- _What you will do_
Give the records again in full, exactly as they are.

- _Excerpted data_
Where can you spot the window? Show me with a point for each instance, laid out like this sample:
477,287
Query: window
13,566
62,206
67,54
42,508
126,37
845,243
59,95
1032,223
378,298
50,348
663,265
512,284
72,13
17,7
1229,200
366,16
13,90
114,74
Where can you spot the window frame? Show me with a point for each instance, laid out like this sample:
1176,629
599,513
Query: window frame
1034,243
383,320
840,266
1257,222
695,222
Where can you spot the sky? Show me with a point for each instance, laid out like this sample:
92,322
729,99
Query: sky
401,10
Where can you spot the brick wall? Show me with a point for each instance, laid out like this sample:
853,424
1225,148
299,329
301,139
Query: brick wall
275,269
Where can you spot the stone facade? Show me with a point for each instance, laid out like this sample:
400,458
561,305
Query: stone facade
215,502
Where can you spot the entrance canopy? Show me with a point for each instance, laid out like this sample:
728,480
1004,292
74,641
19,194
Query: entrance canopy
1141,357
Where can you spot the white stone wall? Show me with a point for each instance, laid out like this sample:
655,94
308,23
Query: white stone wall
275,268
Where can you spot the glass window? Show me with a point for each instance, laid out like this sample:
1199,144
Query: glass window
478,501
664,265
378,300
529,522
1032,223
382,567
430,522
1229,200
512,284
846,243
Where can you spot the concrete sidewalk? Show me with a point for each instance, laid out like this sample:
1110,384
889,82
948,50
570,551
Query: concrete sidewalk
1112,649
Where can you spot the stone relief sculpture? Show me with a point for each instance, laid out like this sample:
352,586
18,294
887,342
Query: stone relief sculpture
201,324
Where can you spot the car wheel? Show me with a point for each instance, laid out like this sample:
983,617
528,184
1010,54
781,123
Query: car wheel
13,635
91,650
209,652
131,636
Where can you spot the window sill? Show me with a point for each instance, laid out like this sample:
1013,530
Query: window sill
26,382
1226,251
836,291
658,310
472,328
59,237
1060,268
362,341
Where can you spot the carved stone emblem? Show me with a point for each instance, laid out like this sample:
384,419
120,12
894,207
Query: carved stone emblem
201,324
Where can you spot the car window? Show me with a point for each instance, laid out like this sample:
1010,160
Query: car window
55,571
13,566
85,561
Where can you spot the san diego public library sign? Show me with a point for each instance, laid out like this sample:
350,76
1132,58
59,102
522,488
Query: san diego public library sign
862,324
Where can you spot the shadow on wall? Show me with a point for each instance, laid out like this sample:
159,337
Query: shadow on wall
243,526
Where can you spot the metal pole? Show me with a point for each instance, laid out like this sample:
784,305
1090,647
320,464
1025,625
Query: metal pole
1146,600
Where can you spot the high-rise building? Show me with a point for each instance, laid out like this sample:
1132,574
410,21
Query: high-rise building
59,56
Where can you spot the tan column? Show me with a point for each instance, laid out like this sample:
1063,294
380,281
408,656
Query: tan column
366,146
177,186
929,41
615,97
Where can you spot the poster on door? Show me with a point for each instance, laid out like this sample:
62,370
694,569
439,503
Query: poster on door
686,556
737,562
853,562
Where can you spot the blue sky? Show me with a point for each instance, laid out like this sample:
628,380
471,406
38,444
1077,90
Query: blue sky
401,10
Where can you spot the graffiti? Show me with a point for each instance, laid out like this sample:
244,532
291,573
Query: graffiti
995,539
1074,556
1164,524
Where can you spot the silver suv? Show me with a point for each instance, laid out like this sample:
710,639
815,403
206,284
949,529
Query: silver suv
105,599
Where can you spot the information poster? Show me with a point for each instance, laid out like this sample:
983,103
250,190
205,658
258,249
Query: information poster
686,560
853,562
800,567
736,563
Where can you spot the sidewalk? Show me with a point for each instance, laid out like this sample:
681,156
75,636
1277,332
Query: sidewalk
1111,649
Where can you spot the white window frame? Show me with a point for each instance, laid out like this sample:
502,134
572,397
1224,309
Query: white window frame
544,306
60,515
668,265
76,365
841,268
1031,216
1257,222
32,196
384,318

- _Answer box_
Where can you spot the window? Show me with a point for each instance, laid out like this sample:
477,287
Query: window
13,566
62,206
67,54
42,508
126,37
845,243
59,95
1032,223
378,298
50,348
663,265
512,284
72,13
17,7
1229,200
366,16
13,90
114,74
Where can you spot the window frame? Show me with a point for each instance, laid out like this sample:
1176,629
599,513
Query: window frame
1034,243
383,320
840,266
1257,222
695,222
Where can you spot the sky? Show me with a point for each instance, laid out like this sample:
92,322
729,99
Query: sky
401,10
Where can you spot the brick wall? Show me with a point for each instance, laid out like this sample:
853,424
1225,148
299,329
301,139
Query: brick wall
275,269
Where can you spot the stone facade? Show me with a point for each instance, laid out like this sample:
400,458
561,305
Query: stone facade
215,502
Where can you spot the entrance canopy? Show me with a point for each instance, laid out like this sample:
728,480
1004,292
74,641
19,194
Query: entrance canopy
1141,357
Where can you spot the white stone wall? Show me with a point for each instance, laid out like this sample:
655,94
308,23
Query: white stone wall
275,268
Where can you spot the glass window? Show me with a point for each instance, laid out like this sample:
1199,144
Query: glass window
478,501
664,265
378,300
529,522
1032,223
382,567
430,522
1229,200
512,284
846,243
Where can you spot the concrete sidewalk? Show me with a point for each instance, laid out like this sample:
1110,384
889,82
948,50
570,551
Query: concrete sidewalk
1112,649
Where can you spot the stone relief sculpture? Show me with a point for each instance, laid out like this sample:
352,586
18,294
887,342
Query: stone relief sculpture
201,324
Where can you spot the car wheel? Show me with a point for each instance, laid out like this sample:
983,617
528,184
1010,54
781,123
Query: car wheel
13,635
91,650
209,652
131,636
Where can you spot the window sill? Show me with a point for each instance, laid out like this sample:
1013,530
Query: window sill
26,382
1226,251
836,291
658,310
472,328
59,237
1060,268
362,341
Where can you spot the carved stone emblem? Show me with a point for each instance, laid out like this sample:
384,419
120,12
894,207
Query: carved stone emblem
201,324
Where can you spot the car window? Show me with a point for each instance, laid out like this sample:
1010,160
Query: car window
55,571
13,566
85,561
Where can you spot the san diego public library sign? Show me with a point for each instance, laid out like this sample:
350,76
1132,58
59,102
522,488
Query: san diego public library sign
862,324
Where can you spot the shadow on wall? Show me with a point for each instance, laid out like this sample:
159,337
Query: shadow on wall
243,526
Where can you spot the metal pole? Show me with a point for each instance, laid out like this sample:
784,305
1090,647
320,464
1025,625
Query: metal pole
1146,600
Where can you spot the high-rise building? Show me with a point for each instance, laid out like this sample:
1132,574
410,21
Query: high-rise building
59,56
Where can you spot the tan column? Show me with a point for each instance, laid out like this sample:
1063,294
380,281
408,656
Query: tan column
366,146
177,186
929,41
615,97
Where can you spot the poster on door? Show me with a point for each instance, laid out like this sample:
62,370
694,569
439,503
Query: poster on door
686,556
737,562
853,562
Where can you spot the blue sky? Show me with a point for each instance, laid out like this sample:
628,380
471,406
38,444
1077,90
Query: blue sky
401,10
Where can you spot the graffiti? Show me with a point for each instance, laid out like this sample:
244,532
291,573
Query: graffiti
995,539
1074,556
1164,524
Where can you spot the silver suv? Show me with a point for each instance, laid out like this sample:
710,639
815,403
206,284
949,529
Query: silver suv
105,599
Where can you spot the information poster? Show me with a point for each instance, laid out like this sample:
983,103
250,190
205,658
258,249
Query: information poster
686,560
853,562
800,567
736,563
Where can you spot the sidewalk? Show me with a point for each instance, laid out like this sample:
681,156
75,636
1277,332
Query: sidewalk
1111,649
Where can you spot the white window frame? Show me with a point for each instance, laid out like this sample:
502,134
572,397
1224,309
Query: white window frame
544,306
60,515
668,265
76,365
841,268
1031,216
1257,222
32,196
384,318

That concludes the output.